* _Extracted records_:
** START **

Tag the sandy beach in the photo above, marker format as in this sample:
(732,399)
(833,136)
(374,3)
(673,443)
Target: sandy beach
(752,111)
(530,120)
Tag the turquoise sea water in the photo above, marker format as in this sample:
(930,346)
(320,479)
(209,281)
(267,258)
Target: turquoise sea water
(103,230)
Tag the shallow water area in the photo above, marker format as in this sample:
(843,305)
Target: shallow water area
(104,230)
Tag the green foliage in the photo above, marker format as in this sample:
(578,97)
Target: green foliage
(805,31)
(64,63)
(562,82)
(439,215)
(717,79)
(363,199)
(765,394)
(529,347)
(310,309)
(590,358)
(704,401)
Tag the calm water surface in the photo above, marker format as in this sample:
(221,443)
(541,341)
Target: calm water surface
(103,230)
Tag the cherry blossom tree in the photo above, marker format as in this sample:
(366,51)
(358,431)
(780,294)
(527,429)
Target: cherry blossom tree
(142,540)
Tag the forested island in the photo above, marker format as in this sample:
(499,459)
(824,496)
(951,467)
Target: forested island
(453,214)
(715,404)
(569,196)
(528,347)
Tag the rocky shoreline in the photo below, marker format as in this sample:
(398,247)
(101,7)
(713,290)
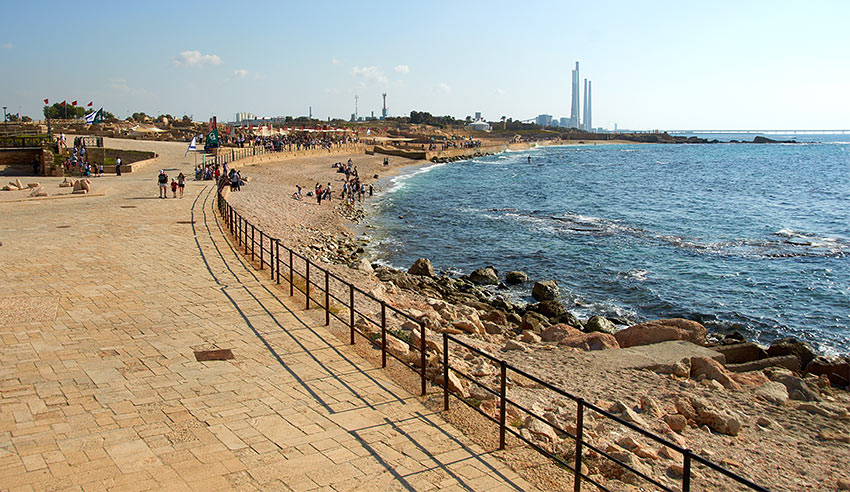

** END **

* _WHAT TO DO_: Reproduce the data above in full, replacing every "marker format as in this sample" with "point format as in this example" and leaving everything else unchanged. Omit the pictures from your output.

* _REPLY_:
Tag the sandy beach in the photo above, point format as in this example:
(732,399)
(833,136)
(374,3)
(673,443)
Target: sandy beach
(752,111)
(530,120)
Tag the turquoise sea water in the photo above, point format as in this example:
(930,346)
(320,479)
(209,281)
(267,258)
Target: turquoise sea water
(103,230)
Tag the shallow water area in the photo above, point format as in this example:
(843,305)
Target: shallow water area
(104,230)
Tag the green foliage in the photo above, point format as in this example:
(578,97)
Target: green foliage
(805,31)
(64,63)
(562,82)
(439,215)
(717,79)
(363,199)
(765,394)
(529,347)
(310,309)
(590,358)
(704,401)
Tag the calm water surface in the photo above, point format as in this example:
(221,443)
(541,341)
Target: calm water surface
(103,230)
Tag the cherry blossom tree in the photo above, point format as in this example:
(366,51)
(358,431)
(780,294)
(527,429)
Target: cherry blossom tree
(142,540)
Tag the forested island in the photo above, point format as in this example:
(499,459)
(824,496)
(951,467)
Target: forested island
(453,214)
(715,404)
(569,196)
(528,347)
Tag the rocky shoreline in the photo below, point format as in this example:
(398,247)
(101,7)
(713,290)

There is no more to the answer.